(Point-per-instance localization data)
▼
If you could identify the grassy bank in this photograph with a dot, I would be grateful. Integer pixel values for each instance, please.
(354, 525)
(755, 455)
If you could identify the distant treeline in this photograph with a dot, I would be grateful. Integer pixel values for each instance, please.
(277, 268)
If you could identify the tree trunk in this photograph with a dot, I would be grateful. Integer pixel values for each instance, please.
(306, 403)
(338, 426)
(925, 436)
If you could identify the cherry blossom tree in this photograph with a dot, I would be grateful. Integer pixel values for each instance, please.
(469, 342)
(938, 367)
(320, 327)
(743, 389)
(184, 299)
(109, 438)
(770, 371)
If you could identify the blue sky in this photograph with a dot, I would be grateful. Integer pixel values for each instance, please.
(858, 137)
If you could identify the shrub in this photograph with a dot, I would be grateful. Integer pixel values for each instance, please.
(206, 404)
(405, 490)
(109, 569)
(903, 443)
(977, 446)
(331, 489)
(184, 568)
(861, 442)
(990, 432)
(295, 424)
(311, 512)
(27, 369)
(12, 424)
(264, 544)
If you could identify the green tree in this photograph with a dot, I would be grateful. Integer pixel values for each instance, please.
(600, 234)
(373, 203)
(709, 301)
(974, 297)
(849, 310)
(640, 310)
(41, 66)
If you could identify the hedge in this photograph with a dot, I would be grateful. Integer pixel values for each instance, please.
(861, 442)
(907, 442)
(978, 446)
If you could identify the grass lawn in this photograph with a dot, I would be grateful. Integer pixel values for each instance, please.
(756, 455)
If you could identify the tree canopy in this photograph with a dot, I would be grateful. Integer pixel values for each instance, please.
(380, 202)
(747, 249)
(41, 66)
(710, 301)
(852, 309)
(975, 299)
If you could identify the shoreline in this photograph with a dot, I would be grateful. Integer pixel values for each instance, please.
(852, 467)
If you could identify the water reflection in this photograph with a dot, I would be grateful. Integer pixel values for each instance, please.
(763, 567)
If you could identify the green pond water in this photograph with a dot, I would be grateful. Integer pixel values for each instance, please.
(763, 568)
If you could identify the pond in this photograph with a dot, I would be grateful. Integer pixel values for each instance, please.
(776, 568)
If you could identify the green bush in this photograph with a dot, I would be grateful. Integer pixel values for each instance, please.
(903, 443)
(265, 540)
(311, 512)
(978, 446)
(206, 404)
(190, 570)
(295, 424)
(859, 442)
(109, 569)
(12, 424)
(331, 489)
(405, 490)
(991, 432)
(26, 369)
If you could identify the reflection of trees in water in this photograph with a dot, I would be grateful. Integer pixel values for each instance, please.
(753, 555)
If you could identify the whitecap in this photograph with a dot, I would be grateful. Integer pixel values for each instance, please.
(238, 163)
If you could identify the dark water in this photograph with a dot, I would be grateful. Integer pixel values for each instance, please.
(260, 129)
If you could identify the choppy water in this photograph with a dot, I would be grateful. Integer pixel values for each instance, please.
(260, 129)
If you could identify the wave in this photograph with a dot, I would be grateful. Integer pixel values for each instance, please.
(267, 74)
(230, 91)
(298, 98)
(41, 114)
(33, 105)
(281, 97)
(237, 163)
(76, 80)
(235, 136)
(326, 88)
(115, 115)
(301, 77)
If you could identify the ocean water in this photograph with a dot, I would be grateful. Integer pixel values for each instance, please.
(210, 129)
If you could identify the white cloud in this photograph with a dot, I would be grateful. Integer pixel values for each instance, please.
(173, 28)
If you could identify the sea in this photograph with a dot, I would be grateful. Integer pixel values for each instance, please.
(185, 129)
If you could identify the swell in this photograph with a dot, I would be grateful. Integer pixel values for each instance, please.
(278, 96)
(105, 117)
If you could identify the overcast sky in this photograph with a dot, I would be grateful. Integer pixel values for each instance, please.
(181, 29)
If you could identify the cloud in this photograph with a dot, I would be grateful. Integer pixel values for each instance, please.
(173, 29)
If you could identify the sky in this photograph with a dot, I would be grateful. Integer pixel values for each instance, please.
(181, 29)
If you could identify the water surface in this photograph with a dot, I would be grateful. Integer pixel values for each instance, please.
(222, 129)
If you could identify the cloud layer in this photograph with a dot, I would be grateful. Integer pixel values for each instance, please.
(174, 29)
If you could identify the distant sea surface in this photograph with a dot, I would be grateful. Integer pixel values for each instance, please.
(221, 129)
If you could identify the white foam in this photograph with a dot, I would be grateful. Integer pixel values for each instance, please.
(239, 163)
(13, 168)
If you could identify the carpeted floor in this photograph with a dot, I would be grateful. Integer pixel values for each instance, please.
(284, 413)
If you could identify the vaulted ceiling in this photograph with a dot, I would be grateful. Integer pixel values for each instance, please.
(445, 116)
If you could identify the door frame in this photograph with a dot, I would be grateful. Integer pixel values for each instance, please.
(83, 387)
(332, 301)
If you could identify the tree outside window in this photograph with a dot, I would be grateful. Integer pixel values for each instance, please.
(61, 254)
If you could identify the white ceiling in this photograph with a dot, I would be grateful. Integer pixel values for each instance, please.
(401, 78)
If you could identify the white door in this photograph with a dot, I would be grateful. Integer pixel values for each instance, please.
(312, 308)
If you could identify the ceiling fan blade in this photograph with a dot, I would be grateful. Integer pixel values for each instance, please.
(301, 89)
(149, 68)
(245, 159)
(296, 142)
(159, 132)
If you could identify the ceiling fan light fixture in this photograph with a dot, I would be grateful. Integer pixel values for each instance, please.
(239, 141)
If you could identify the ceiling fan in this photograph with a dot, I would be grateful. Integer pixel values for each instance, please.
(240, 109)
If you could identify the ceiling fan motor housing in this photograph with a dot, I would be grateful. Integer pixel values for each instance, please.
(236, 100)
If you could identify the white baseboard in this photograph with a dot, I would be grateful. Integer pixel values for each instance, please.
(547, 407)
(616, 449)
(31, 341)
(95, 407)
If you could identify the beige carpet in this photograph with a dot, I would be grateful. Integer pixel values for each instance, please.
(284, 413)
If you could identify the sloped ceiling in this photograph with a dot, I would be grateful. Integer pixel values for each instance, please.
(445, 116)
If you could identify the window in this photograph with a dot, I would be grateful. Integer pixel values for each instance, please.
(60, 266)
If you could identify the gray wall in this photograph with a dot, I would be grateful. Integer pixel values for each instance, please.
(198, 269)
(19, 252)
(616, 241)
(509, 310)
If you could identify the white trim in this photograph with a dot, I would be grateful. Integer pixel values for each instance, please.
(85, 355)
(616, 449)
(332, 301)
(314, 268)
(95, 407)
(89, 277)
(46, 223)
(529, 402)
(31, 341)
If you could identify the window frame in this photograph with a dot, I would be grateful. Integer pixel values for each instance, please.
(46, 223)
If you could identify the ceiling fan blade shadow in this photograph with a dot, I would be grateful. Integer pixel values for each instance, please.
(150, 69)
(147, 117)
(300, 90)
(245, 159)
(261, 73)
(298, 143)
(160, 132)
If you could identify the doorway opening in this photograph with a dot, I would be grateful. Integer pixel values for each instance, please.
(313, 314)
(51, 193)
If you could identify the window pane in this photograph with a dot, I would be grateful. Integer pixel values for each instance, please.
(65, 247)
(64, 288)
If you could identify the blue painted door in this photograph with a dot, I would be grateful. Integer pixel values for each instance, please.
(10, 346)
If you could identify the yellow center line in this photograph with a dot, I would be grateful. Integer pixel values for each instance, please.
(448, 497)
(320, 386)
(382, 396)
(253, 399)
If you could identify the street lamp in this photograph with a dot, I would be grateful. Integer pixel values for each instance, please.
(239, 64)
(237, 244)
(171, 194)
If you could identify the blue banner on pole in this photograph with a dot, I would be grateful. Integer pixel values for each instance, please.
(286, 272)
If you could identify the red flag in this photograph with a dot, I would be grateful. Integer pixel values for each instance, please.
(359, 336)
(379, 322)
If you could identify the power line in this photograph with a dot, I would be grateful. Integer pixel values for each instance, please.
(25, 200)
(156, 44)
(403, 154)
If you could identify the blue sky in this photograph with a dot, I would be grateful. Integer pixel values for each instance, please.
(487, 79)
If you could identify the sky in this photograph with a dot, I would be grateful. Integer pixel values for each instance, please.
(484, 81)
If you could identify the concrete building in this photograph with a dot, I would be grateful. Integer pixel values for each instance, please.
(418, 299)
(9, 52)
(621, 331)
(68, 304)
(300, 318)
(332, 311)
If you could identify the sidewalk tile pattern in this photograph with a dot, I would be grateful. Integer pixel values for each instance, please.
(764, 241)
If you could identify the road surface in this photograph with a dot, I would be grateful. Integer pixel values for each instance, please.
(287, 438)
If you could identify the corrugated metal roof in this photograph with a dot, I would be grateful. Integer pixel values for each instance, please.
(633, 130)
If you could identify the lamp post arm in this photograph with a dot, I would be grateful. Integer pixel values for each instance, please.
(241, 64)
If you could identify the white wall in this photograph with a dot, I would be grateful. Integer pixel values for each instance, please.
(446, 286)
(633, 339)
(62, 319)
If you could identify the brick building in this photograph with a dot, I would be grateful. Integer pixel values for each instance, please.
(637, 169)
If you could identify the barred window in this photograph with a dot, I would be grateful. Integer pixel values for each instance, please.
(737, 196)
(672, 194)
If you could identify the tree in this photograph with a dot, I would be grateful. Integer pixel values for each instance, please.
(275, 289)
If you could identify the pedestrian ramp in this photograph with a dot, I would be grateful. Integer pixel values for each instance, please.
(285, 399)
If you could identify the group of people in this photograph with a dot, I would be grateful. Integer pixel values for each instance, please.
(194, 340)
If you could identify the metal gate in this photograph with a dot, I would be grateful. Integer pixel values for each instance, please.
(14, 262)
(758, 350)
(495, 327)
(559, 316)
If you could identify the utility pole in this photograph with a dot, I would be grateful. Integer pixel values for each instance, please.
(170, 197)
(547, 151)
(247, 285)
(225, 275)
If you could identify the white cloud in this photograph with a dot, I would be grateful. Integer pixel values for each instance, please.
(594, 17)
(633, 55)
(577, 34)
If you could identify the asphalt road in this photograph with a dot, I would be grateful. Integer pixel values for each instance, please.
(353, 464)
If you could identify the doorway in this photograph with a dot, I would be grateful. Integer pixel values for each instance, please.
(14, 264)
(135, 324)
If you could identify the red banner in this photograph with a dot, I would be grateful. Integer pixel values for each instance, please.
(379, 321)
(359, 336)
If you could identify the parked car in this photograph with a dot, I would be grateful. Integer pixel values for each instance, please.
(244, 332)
▲
*Task requirements:* Copy the line containing "If you could identify the red banner" and every line after it, through the last line of the records. Include nothing else.

*Exercise answer:*
If you could identify the red banner in this photograph with a dot, I would be grateful. Integer pixel values for each instance, please.
(379, 321)
(359, 336)
If you could identify the parked car in this photograph with a dot, I would be grateful. Integer pixel values for each instance, please.
(244, 332)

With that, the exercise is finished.